# Your instructions:
Reproduce the lines below with each occurrence of "pixel coords" changed to "pixel coordinates" and everything else left unchanged. Leave the pictures out of your answer.
+++ Input +++
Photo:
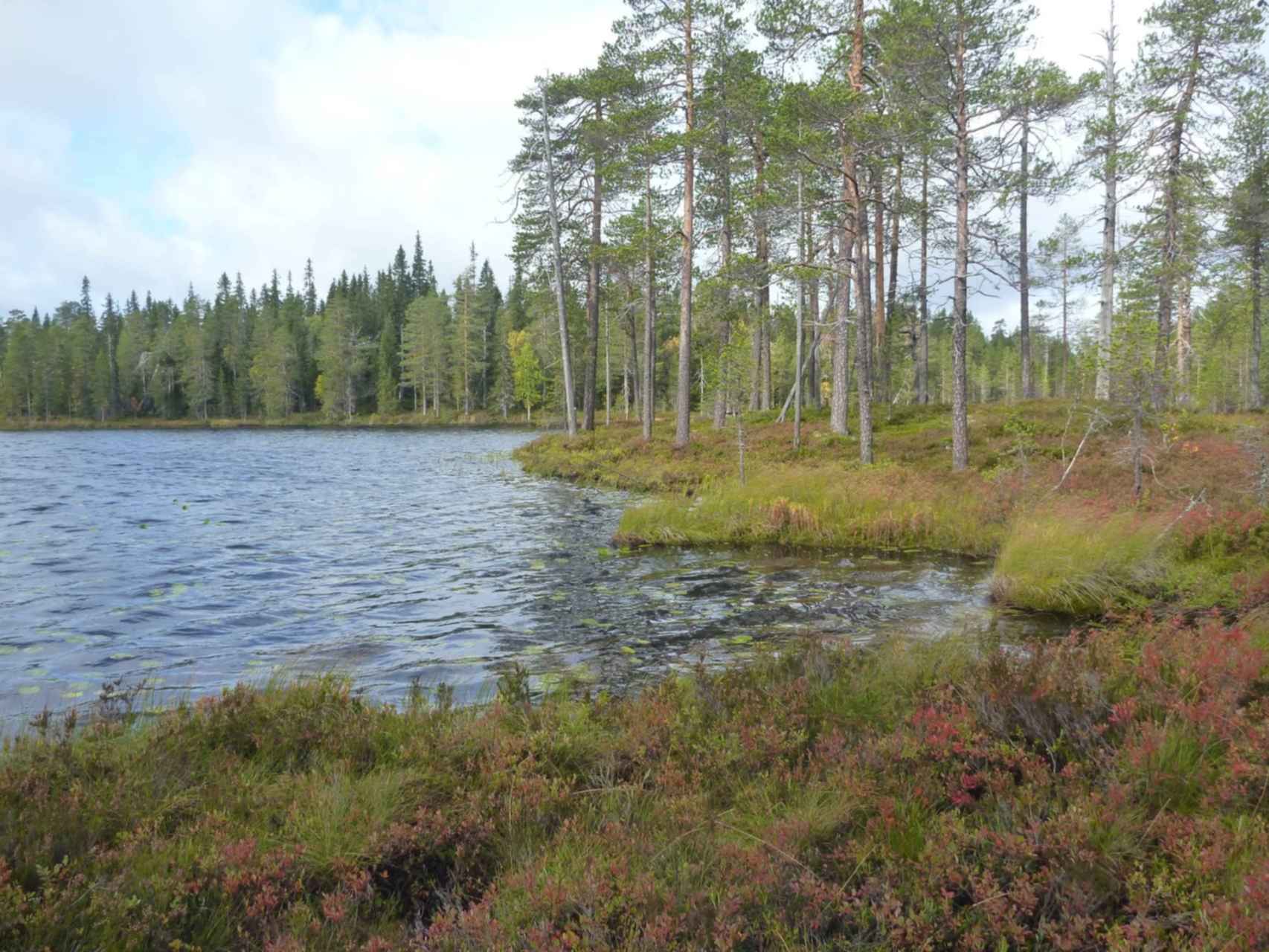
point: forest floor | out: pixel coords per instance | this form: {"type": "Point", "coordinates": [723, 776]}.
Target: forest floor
{"type": "Point", "coordinates": [305, 420]}
{"type": "Point", "coordinates": [1103, 790]}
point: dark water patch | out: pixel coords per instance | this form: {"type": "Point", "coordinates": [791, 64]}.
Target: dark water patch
{"type": "Point", "coordinates": [393, 556]}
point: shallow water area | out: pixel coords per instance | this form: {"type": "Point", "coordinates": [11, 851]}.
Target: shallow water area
{"type": "Point", "coordinates": [194, 560]}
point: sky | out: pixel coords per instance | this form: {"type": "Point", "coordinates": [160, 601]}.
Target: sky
{"type": "Point", "coordinates": [155, 145]}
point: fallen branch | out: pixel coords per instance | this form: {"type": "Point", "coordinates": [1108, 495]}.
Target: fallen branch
{"type": "Point", "coordinates": [1094, 422]}
{"type": "Point", "coordinates": [1195, 501]}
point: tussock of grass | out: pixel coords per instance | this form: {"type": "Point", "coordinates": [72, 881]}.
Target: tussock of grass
{"type": "Point", "coordinates": [886, 506]}
{"type": "Point", "coordinates": [914, 795]}
{"type": "Point", "coordinates": [305, 420]}
{"type": "Point", "coordinates": [1088, 549]}
{"type": "Point", "coordinates": [1062, 562]}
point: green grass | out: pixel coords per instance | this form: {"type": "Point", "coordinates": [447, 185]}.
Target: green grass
{"type": "Point", "coordinates": [911, 795]}
{"type": "Point", "coordinates": [1074, 564]}
{"type": "Point", "coordinates": [1083, 550]}
{"type": "Point", "coordinates": [825, 506]}
{"type": "Point", "coordinates": [298, 420]}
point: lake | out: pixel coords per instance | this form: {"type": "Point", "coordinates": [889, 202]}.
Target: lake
{"type": "Point", "coordinates": [193, 560]}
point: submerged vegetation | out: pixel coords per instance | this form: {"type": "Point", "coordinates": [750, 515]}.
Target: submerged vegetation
{"type": "Point", "coordinates": [1067, 532]}
{"type": "Point", "coordinates": [1105, 790]}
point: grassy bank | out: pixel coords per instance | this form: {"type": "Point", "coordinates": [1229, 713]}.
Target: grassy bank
+++
# Worked answer:
Photo:
point: forest floor | out: pixel coordinates per instance | this form: {"type": "Point", "coordinates": [723, 776]}.
Target: forest floor
{"type": "Point", "coordinates": [305, 420]}
{"type": "Point", "coordinates": [1103, 790]}
point: dark water patch | out: pixel coordinates per instance | this form: {"type": "Point", "coordinates": [791, 64]}.
Target: dark water patch
{"type": "Point", "coordinates": [393, 556]}
point: shallow water area | out: pixel coordinates per instance | this form: {"type": "Point", "coordinates": [11, 851]}.
Target: shallow water area
{"type": "Point", "coordinates": [194, 560]}
point: sky | out: pixel coordinates per instance | this form: {"type": "Point", "coordinates": [160, 601]}.
Target: sky
{"type": "Point", "coordinates": [155, 145]}
point: fallen branch | out: pixel coordinates per instance | this form: {"type": "Point", "coordinates": [1108, 495]}.
Target: fallen branch
{"type": "Point", "coordinates": [1094, 422]}
{"type": "Point", "coordinates": [1195, 501]}
point: tussock of grass | out: pixel coordinates per instance | this form: {"type": "Point", "coordinates": [72, 881]}.
Target: tussock of grass
{"type": "Point", "coordinates": [886, 506]}
{"type": "Point", "coordinates": [914, 795]}
{"type": "Point", "coordinates": [305, 420]}
{"type": "Point", "coordinates": [1088, 549]}
{"type": "Point", "coordinates": [1062, 562]}
point: green grass | out: pixel coordinates per instance | this form: {"type": "Point", "coordinates": [447, 185]}.
Target: green grass
{"type": "Point", "coordinates": [911, 795]}
{"type": "Point", "coordinates": [1074, 564]}
{"type": "Point", "coordinates": [1083, 550]}
{"type": "Point", "coordinates": [825, 506]}
{"type": "Point", "coordinates": [298, 420]}
point: lake | out: pixel coordinates per instance | this form: {"type": "Point", "coordinates": [889, 202]}.
Target: lake
{"type": "Point", "coordinates": [193, 560]}
point: submerged vegetation | out: pixel coordinates per instance | this form: {"type": "Point", "coordinates": [750, 515]}.
Target: submerged vegetation
{"type": "Point", "coordinates": [1067, 532]}
{"type": "Point", "coordinates": [1105, 790]}
point: grassy bank | out: pixel coordinates per instance | this form: {"type": "Point", "coordinates": [1229, 713]}.
Target: grassy bank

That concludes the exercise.